(Extracted data entries)
===============

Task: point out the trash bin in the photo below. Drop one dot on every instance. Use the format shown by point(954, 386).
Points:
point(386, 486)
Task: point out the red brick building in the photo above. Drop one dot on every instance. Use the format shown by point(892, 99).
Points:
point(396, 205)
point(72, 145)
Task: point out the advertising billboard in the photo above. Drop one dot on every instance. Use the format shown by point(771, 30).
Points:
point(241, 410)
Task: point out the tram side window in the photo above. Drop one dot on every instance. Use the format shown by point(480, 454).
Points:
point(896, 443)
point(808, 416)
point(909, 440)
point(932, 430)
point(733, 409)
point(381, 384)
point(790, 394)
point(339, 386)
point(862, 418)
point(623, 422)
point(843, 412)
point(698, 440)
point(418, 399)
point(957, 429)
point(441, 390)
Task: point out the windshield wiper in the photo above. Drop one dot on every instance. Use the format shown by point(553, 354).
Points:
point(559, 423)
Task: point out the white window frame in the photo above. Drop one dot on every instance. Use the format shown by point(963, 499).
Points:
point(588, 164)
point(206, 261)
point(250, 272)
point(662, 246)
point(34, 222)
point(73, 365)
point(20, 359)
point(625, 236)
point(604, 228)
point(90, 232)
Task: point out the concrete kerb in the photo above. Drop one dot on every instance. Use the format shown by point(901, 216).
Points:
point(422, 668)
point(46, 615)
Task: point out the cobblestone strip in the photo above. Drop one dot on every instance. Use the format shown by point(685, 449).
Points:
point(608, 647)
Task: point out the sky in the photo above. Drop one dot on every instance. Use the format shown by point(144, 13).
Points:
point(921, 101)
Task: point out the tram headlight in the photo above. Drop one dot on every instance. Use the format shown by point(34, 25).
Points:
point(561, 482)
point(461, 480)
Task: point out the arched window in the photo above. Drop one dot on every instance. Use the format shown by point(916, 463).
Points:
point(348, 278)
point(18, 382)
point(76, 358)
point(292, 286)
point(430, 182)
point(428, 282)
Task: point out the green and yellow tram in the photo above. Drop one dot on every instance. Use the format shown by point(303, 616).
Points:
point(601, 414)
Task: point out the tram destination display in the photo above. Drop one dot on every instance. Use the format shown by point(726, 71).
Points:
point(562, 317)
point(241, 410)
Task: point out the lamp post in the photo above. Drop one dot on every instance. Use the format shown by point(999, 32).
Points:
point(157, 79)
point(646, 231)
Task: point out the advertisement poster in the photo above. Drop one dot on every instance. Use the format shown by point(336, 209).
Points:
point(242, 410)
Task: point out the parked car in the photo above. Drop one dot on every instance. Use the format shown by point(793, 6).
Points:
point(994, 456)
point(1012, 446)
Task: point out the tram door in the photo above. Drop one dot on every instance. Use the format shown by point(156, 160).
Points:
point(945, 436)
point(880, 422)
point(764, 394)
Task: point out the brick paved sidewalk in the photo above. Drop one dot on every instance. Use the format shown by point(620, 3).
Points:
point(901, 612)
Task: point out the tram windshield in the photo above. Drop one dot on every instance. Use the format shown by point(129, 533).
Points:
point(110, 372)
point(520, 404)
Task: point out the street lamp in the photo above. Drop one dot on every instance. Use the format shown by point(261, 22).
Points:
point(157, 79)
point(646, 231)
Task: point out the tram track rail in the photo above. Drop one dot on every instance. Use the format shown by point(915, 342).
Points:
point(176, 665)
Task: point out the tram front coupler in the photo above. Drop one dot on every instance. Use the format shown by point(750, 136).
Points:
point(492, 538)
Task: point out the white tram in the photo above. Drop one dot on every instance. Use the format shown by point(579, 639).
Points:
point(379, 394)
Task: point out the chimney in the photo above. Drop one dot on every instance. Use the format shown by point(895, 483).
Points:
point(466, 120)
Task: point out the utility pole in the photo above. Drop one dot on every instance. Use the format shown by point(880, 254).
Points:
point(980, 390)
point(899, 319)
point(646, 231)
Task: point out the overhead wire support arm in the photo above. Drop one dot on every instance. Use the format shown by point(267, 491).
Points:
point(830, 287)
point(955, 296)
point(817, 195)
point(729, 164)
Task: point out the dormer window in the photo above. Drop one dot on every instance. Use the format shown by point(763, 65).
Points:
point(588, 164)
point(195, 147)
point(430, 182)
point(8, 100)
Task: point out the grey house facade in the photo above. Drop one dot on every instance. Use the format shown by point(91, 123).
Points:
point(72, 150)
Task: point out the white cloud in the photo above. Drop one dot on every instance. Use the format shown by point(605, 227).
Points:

===============

Report all lines of the data that include the word "brick".

* _RESULT OF THE TASK_
Task: point out the red brick building in the photo above. Drop one dot on every instance. Use the format shown by point(892, 99).
Task: point out the brick paved sidewalk in the photo above. Drop one dot on every instance. Use the format shown by point(620, 3).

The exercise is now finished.